Supplied records below:

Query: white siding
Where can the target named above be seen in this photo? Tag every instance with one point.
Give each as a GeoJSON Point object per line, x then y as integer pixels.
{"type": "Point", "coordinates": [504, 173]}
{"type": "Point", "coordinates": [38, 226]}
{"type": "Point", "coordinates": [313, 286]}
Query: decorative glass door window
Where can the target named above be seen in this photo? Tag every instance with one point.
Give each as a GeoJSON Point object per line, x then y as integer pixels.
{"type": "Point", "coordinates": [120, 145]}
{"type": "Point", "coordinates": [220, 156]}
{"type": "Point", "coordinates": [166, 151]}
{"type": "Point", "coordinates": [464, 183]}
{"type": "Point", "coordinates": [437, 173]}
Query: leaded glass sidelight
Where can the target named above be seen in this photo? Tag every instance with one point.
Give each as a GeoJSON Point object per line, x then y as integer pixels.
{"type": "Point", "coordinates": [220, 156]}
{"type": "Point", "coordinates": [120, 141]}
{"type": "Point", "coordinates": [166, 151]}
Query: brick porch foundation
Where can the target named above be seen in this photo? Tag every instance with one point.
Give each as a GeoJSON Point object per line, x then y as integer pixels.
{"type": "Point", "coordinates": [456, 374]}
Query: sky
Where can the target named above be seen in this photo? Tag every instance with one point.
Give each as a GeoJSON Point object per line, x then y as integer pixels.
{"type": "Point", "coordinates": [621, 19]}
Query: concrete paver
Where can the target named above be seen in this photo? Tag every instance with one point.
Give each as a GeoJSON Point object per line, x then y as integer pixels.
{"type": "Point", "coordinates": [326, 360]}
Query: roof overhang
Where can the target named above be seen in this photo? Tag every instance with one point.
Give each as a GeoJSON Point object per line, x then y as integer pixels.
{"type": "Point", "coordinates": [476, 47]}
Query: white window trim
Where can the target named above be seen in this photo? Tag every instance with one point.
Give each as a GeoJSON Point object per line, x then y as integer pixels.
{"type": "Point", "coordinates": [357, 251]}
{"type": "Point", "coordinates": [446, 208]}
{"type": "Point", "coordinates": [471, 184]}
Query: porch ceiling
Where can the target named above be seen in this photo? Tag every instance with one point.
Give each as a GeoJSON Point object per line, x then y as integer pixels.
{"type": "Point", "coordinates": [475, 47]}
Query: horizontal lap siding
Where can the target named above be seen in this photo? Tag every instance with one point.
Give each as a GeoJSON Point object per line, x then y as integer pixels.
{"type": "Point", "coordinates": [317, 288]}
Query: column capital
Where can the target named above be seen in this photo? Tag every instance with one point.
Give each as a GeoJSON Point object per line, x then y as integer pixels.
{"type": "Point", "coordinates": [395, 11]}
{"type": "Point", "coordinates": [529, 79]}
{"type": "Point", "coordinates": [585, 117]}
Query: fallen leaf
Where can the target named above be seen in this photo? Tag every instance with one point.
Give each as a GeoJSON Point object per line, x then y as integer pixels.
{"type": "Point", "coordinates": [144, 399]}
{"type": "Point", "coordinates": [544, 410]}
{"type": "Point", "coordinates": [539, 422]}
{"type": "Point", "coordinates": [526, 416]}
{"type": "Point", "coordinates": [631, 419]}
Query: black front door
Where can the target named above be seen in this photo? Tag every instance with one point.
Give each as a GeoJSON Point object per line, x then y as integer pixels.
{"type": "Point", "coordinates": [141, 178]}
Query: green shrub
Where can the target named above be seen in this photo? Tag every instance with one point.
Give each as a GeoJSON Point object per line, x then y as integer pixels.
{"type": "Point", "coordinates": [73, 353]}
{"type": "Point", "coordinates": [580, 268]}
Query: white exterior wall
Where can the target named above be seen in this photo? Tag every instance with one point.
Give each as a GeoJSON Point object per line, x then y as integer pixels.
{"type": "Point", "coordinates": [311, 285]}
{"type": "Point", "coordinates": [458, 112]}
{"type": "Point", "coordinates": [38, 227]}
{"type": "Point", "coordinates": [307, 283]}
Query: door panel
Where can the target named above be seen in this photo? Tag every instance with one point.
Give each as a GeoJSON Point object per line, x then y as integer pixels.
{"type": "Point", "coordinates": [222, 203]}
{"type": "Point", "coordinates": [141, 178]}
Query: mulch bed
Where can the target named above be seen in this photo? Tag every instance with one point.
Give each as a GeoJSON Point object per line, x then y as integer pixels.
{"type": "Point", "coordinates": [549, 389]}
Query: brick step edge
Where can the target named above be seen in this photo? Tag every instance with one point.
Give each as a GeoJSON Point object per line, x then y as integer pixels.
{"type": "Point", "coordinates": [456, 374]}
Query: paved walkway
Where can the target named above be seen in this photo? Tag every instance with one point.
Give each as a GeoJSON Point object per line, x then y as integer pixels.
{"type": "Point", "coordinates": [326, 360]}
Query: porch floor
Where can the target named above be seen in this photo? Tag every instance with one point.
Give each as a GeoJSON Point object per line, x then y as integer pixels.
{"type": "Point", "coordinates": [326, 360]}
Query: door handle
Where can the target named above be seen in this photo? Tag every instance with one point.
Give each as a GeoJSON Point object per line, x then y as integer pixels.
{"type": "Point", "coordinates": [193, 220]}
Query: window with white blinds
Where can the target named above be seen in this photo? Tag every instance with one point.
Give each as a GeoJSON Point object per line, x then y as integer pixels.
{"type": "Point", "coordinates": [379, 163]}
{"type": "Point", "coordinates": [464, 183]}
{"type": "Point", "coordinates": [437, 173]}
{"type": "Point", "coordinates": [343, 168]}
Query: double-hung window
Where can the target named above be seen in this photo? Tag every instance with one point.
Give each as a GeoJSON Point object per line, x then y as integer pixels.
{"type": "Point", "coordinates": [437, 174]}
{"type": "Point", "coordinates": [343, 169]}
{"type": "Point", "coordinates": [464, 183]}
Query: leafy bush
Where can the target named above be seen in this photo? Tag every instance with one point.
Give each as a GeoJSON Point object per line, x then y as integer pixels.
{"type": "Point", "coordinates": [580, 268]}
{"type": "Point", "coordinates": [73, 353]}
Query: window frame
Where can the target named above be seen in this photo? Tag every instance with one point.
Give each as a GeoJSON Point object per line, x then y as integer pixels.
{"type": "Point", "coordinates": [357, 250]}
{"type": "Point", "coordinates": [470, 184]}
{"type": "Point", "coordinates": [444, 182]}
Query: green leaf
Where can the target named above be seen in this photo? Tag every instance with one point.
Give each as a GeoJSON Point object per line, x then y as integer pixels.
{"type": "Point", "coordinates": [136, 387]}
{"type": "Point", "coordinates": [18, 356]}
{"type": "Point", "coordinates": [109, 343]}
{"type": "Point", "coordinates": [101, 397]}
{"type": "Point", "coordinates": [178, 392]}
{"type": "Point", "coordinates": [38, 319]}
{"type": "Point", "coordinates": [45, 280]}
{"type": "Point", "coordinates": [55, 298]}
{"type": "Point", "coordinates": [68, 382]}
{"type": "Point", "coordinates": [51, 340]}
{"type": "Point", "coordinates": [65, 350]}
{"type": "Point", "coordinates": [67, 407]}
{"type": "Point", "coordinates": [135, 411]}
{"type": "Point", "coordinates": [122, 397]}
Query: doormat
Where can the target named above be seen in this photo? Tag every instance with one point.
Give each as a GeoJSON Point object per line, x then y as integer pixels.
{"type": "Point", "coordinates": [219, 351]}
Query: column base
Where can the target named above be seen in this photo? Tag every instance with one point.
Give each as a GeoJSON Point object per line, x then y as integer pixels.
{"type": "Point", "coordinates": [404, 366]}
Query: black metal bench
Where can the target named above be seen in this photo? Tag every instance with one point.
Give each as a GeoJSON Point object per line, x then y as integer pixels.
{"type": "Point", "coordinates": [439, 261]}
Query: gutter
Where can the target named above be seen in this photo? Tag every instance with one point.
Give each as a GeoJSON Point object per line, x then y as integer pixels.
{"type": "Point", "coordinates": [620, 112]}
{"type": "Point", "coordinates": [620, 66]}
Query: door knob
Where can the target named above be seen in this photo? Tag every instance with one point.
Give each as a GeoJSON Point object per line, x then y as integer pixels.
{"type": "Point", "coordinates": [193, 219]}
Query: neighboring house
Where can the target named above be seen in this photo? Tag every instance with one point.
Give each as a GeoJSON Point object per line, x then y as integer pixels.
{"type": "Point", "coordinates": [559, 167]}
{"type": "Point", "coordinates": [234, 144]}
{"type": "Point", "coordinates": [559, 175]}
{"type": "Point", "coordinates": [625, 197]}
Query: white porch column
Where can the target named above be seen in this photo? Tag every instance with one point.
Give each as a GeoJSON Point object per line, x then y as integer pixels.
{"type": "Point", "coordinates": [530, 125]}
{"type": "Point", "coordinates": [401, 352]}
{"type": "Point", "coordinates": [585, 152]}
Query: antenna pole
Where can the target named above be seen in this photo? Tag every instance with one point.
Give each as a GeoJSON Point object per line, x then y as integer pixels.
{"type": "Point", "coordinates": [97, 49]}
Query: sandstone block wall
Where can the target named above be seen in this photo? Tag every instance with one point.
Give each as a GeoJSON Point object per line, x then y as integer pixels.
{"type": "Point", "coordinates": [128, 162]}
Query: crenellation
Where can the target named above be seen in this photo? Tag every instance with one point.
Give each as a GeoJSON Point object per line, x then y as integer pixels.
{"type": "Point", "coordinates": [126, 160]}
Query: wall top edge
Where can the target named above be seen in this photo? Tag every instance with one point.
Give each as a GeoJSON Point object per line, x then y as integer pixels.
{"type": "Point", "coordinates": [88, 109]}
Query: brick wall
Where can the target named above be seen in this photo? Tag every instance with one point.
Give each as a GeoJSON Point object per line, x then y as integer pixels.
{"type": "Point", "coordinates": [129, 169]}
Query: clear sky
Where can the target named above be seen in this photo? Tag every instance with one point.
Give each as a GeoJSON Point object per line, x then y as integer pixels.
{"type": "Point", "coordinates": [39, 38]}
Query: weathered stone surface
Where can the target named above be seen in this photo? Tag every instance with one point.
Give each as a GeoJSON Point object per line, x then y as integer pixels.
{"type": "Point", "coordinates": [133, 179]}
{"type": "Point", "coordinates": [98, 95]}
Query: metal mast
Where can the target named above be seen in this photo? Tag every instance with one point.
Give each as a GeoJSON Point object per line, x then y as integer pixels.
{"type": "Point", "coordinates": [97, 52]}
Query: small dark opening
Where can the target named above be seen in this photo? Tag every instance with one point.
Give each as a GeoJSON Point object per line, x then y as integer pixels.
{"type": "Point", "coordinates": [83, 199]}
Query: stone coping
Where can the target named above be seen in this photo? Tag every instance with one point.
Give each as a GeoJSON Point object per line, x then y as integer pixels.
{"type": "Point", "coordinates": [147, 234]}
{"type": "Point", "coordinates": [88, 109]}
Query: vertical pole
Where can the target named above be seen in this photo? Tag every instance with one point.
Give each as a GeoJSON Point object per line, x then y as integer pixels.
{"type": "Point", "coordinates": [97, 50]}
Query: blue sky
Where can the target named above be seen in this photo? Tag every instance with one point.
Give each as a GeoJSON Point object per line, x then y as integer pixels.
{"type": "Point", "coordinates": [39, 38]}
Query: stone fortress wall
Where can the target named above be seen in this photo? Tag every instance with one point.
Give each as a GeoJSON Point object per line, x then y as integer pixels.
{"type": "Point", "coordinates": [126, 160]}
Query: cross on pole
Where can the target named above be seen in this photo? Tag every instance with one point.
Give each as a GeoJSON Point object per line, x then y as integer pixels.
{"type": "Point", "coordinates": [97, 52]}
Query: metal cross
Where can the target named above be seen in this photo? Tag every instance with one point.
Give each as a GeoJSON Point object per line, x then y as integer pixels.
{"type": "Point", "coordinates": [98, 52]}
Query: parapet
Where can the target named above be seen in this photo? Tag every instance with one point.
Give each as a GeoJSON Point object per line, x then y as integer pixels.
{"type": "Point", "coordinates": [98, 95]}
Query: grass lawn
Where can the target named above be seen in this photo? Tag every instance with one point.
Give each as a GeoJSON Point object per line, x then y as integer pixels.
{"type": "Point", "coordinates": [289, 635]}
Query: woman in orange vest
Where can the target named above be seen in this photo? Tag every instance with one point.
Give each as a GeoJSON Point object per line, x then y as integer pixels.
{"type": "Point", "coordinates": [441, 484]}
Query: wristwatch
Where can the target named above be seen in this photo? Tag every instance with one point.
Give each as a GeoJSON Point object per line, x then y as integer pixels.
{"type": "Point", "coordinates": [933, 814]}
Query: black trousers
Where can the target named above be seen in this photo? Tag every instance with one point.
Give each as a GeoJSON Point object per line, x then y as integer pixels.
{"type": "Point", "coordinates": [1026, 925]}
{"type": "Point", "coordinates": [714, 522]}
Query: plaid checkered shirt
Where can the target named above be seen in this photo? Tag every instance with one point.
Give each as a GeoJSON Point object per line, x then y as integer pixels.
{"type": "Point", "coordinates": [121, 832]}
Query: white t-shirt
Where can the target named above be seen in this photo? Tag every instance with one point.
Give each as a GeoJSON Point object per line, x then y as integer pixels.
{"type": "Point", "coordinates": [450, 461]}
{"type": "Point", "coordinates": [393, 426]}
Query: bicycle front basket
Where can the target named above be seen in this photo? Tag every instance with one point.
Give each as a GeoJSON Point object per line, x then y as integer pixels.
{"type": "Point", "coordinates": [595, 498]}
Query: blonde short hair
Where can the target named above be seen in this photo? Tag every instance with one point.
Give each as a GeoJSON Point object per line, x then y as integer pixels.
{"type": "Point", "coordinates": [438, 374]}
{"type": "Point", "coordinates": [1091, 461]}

End of Supplied records.

--- What is expected ---
From the records above, return each line that has the string "white".

--- Exercise output ---
Query: white siding
Query: white window trim
Query: white exterior wall
Query: window with white blinds
Query: white porch column
Query: white t-shirt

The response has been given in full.